EXTRACT PROVIDED start

7. Audio Information

Display Name: Audio Information
Internal Name: SET_AudioInfo
Category: audio/conversion
Description: Shows information about the audio.
Inputs:
- audio (AUDIO): The input audio.
Output:
- audio_bypass (AUDIO): The audio from the input, here to make easier its use.
- batch_size (INT): Size of the audio batch, how many sounds are in the batch.
- channels (INT): Number of audio channels (1 mono, 2 stereo)
- num_samples (INT): How many samples contains the audio. Duratio [s] = num_samples / sample_rate
- sample_rate (INT): Sampling frequency, how many samples per second.
- mean (TORCH_TENSOR): Mean value for each waveform in the batch.
- std (TORCH_TENSOR): Standard deviation for each waveform in the batch.
- peak (TORCH_TENSOR): Peak value (absolute) for each waveform in the batch.

EXTRACT PROVIDED end
SUPPLIED RECORDS start

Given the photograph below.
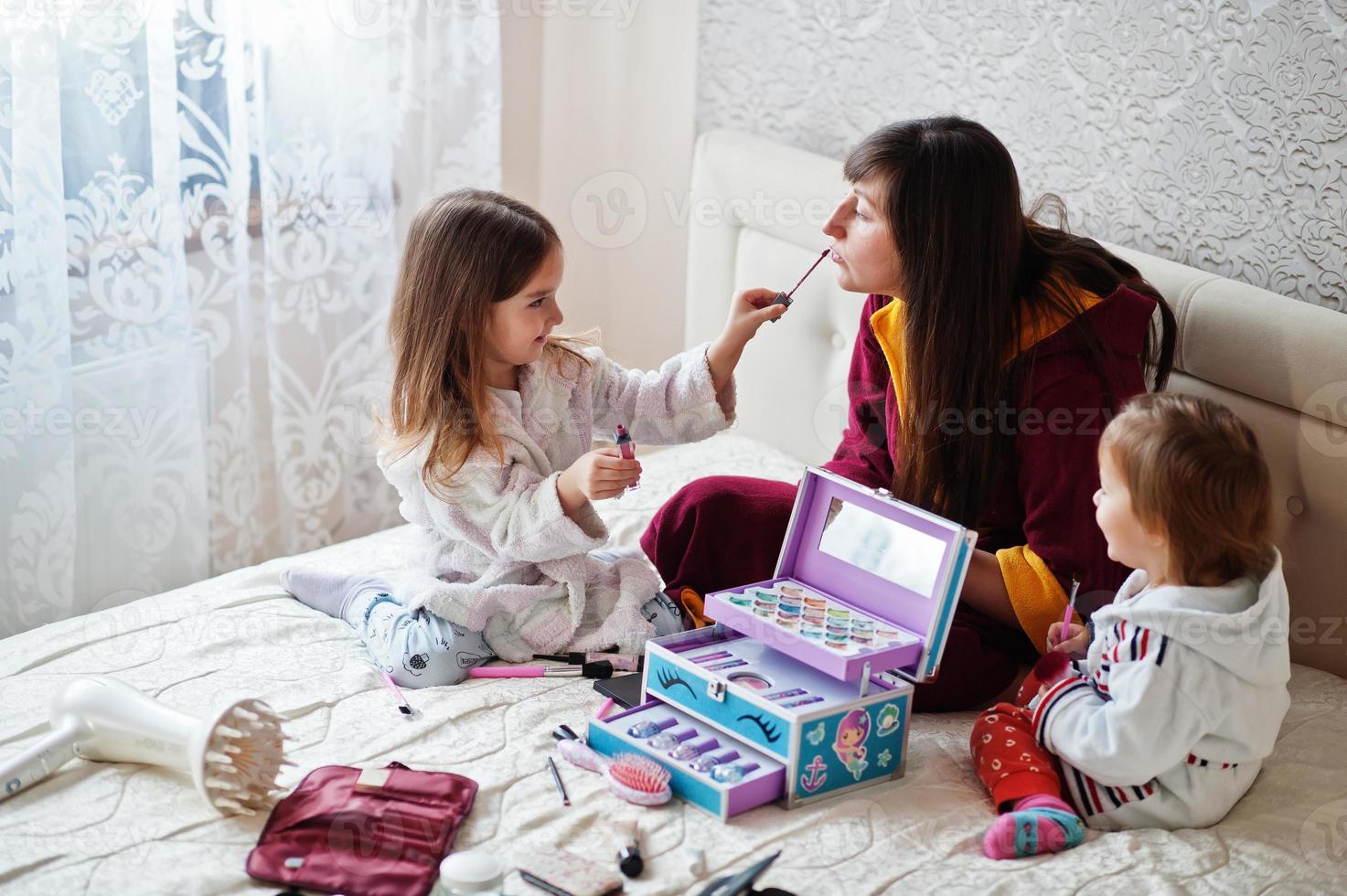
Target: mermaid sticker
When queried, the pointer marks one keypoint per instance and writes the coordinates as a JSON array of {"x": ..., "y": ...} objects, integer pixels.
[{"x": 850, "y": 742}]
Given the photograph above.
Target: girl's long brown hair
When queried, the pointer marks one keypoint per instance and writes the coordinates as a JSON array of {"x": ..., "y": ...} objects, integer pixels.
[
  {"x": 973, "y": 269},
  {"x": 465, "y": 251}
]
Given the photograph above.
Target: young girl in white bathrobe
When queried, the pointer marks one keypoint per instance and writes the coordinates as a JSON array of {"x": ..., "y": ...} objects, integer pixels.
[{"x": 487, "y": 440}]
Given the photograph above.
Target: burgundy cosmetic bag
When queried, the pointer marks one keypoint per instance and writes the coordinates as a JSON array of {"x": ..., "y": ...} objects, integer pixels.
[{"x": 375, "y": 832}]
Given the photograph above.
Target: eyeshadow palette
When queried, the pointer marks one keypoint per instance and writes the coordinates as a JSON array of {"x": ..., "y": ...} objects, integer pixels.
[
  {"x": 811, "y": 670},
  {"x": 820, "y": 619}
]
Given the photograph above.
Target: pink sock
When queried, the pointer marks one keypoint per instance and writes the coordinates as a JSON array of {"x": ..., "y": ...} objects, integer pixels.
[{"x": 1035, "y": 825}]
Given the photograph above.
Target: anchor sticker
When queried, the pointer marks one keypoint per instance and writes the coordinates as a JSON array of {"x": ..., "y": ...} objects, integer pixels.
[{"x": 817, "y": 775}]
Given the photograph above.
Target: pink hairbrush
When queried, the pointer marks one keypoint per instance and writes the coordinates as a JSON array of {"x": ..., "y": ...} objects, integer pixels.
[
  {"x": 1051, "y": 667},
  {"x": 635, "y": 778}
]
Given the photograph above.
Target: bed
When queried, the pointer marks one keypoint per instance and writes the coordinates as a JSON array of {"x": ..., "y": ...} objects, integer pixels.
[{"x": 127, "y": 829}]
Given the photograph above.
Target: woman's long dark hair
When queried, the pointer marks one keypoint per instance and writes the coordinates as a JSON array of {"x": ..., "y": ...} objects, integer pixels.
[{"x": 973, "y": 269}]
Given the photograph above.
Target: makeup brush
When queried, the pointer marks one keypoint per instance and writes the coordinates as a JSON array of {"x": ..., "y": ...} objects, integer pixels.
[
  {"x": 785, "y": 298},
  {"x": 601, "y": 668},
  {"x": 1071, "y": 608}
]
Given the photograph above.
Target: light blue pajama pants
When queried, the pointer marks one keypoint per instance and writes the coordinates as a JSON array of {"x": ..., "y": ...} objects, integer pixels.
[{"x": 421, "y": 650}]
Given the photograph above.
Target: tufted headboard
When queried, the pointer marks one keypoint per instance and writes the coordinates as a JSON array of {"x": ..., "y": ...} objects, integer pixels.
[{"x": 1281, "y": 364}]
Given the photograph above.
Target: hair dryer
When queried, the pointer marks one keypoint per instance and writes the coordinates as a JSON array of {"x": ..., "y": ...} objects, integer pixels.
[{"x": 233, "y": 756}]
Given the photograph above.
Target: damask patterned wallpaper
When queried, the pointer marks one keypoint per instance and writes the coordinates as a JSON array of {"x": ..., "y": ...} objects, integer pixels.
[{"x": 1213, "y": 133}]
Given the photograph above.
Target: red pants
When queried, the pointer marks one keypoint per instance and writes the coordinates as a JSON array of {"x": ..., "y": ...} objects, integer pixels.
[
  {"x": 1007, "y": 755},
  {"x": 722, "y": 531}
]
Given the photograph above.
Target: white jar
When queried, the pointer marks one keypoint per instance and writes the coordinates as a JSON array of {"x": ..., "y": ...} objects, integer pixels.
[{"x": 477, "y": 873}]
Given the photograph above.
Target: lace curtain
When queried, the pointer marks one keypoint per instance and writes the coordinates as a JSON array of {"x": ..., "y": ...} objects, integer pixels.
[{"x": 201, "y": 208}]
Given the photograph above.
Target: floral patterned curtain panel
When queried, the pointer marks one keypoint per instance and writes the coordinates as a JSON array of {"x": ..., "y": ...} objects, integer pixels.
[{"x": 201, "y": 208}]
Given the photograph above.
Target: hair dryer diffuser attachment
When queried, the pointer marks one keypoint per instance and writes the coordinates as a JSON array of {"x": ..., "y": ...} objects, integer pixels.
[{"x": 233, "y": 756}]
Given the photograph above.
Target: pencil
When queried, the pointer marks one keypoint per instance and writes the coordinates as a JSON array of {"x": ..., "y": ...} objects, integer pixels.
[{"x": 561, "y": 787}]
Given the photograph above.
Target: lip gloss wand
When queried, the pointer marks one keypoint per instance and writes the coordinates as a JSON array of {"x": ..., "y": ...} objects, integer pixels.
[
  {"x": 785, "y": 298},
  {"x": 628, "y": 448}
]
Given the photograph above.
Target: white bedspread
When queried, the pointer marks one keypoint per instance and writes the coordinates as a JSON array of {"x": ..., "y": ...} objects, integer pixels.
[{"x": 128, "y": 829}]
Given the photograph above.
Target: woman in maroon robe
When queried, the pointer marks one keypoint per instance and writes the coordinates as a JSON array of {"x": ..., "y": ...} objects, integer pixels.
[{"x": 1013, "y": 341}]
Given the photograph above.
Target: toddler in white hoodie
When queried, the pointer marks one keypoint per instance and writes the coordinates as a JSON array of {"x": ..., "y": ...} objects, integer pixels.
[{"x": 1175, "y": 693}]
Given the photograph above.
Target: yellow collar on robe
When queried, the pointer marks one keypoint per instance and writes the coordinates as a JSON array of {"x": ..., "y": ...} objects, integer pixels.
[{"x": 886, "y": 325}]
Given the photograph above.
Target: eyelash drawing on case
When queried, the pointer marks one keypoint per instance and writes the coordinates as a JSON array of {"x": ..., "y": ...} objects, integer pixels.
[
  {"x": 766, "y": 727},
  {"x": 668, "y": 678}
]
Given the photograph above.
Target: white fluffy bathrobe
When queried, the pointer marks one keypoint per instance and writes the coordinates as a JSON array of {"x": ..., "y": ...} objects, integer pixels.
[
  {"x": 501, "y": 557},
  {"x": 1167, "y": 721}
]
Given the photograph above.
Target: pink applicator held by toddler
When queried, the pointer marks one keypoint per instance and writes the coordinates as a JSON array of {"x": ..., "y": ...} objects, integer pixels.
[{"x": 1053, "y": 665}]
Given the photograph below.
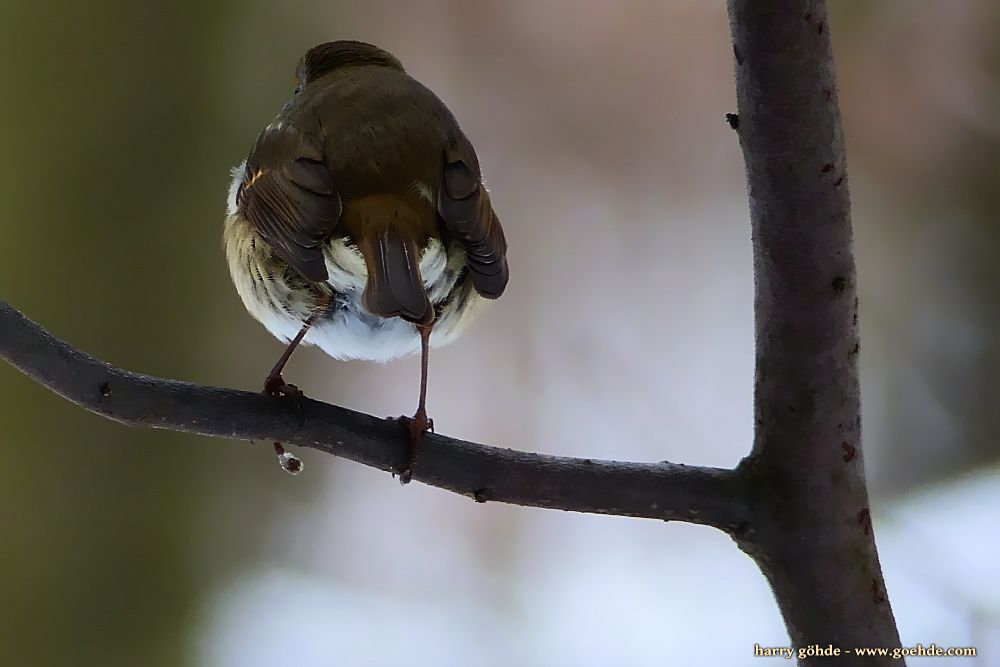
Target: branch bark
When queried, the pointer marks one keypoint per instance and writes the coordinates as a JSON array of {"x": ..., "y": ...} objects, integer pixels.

SUPPLIED RECORDS end

REQUEST 1
Quote the part of the Audio Information description that begins at the words "Display Name: Audio" and stops after "value for each waveform in the batch.".
REQUEST 2
Pick out every line of the rows that contains the string "pants", with case counting, and copy each one.

EXERCISE RESPONSE 1
Display Name: Audio Information
Internal Name: SET_AudioInfo
Category: audio/conversion
Description: Shows information about the audio.
Inputs:
- audio (AUDIO): The input audio.
Output:
- audio_bypass (AUDIO): The audio from the input, here to make easier its use.
- batch_size (INT): Size of the audio batch, how many sounds are in the batch.
- channels (INT): Number of audio channels (1 mono, 2 stereo)
- num_samples (INT): How many samples contains the audio. Duratio [s] = num_samples / sample_rate
- sample_rate (INT): Sampling frequency, how many samples per second.
- mean (TORCH_TENSOR): Mean value for each waveform in the batch.

EXERCISE RESPONSE 2
Target: light blue pajama pants
Target: red pants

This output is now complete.